PROMPT: Duplicate everything in the stress-relief article from "Investigate: Invite an" down to "support your thyroid?".

PAGE EXCERPT:
BEGIN

A quick and effective way for the body to absorb supportive nutrients are through vitamin injections and IV’s. Our Stress Shot contains Methyl Cobalamin B12 , B-Complex and Magnesium Sulfate. Magnesium can improve brain function and support mood. The Calm Shot is a nutrient blend featuring GABA that can help migraines, anxiety, and muscle tension.
3. Consider Gentle Movement
Planning for sufficient recovery time before intense workouts can decrease our stress load. Resistance and restorative movement practices like yoga and light stretching may be good go-to’s during intense times of stress because of their more gentle impact and the positive effects on the body. (4, 5)
4. Strategically Plan for Health
SMART goals and putting to-do list items on the calendar can cut down on mental chatter about pending projects and unmet objectives. Goals and boundaries around health-promoting behaviors such as a bedtime routine that promotes restful sleep or a plan to incorporate a midday mindfulness break may help. (6)
5. Try a Relaxation Exercise
Breathing, Muscle Relaxation and HRV
Slow and deep breathing, also known as diaphragmatic or belly breathing may switch someone from a stressed out sympathetic state to a more relaxed state. (7) Many apps allow users to set a timer for deep breathing with or without guided meditation, including Calm, Stop Think Breathe, and Insight Timer.
Progressive muscle relaxation involves tensing and relaxing different muscles is another option for relaxation. Others may find simply thinking about a place or person that brings them a sense of safety can be soothing to the body and mind.
One way to measure the flexibility of the body to move out of fight-flight and back into a state of rest and repair is through Heart Rate Variability (HRV). HeartMath Inner Balance app and sensor allows users to track their heart rate and breath.
Compassionate Response to Stress
However, a new app or fancy equipment isn’t necessary to invite a sense of calm. Consider how approaching a stressful situation from a place of compassion instead of criticalness may be helpful. (8) The RAIN technique—developed by Dr. Tara Brach, PhD —is one way to bring compassion to stress and suffering (9):
Recognize: What emotions or sensations are present in the body? Is it a rush of anxiety, anger tightening the shoulders or a critical inner dialogue?
Allow: Simply let the feelings, emotions or sensations be there without rushing to fix or control them.
Investigate: Invite an element of curiosity and care. What does this part of me need right now?
Nurture: When we notice our discomfort and suffering, we are practicing self-compassion. Havening techniques such as crossing arms in a self-hug and gently moving hands up and down or placing hands over the heart can decrease the stress response and bring a sense of nurture and increase the feel-good hormone oxytocin. (10)
How will you relieve stress and support your thyroid?
Eliminating stress entirely isn’t realistic. Thankfully, there are many ways to support the thyroid and adrenals through stress management. The tools and techniques that work best for stress relief varies from person to person. Finding what works best for you can mean a reduction in the physical effects of chronic stress on your body and mind.

END

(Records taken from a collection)

BEGIN

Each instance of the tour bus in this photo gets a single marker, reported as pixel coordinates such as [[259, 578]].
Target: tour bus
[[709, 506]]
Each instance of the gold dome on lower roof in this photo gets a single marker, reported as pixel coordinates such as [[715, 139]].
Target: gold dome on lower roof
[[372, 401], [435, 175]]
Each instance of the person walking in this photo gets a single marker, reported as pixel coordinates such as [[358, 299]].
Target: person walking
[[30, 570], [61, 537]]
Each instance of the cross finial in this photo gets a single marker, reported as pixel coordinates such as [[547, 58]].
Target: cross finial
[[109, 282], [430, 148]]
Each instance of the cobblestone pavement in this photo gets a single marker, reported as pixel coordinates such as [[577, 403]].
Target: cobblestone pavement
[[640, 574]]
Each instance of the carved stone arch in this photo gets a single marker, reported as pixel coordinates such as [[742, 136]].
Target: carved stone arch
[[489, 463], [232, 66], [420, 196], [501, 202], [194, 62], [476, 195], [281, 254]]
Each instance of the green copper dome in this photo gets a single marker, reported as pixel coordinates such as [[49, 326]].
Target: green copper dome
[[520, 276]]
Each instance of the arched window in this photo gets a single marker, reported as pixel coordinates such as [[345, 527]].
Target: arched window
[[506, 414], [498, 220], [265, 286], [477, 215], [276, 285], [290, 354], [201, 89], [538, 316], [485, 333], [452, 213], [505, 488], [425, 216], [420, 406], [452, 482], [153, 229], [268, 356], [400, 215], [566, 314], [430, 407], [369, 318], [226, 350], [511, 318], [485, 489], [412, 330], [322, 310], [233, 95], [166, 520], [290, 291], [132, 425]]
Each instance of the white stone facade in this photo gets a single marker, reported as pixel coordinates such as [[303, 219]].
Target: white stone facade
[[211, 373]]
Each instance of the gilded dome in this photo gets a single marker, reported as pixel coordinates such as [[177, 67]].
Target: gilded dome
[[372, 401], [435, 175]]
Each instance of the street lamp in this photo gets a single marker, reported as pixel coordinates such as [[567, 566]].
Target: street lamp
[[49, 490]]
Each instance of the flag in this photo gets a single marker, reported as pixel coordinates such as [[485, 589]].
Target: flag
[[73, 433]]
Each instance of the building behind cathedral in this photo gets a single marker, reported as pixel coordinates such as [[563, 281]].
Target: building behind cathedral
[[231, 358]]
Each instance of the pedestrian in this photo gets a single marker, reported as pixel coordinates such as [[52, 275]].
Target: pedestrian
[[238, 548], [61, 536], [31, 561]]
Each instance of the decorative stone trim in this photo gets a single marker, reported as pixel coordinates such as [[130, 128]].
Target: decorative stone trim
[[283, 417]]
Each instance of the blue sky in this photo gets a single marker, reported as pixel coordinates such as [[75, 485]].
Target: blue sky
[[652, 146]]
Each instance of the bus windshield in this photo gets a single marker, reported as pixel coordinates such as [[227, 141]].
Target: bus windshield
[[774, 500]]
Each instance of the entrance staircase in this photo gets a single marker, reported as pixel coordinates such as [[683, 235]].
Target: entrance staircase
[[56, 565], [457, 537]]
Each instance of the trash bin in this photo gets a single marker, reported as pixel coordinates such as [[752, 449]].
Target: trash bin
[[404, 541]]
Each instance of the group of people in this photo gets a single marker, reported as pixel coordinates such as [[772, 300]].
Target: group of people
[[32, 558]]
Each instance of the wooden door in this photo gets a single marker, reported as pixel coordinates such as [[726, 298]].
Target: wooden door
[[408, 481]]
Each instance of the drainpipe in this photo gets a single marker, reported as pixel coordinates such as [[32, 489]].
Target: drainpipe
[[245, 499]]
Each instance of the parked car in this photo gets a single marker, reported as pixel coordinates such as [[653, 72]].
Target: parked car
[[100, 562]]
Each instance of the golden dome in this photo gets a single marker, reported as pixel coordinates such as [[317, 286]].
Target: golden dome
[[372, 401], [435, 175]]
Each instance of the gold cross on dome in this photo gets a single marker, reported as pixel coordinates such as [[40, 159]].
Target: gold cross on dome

END

THE COMPLETED TASK:
Investigate: Invite an element of curiosity and care. What does this part of me need right now?
Nurture: When we notice our discomfort and suffering, we are practicing self-compassion. Havening techniques such as crossing arms in a self-hug and gently moving hands up and down or placing hands over the heart can decrease the stress response and bring a sense of nurture and increase the feel-good hormone oxytocin. (10)
How will you relieve stress and support your thyroid?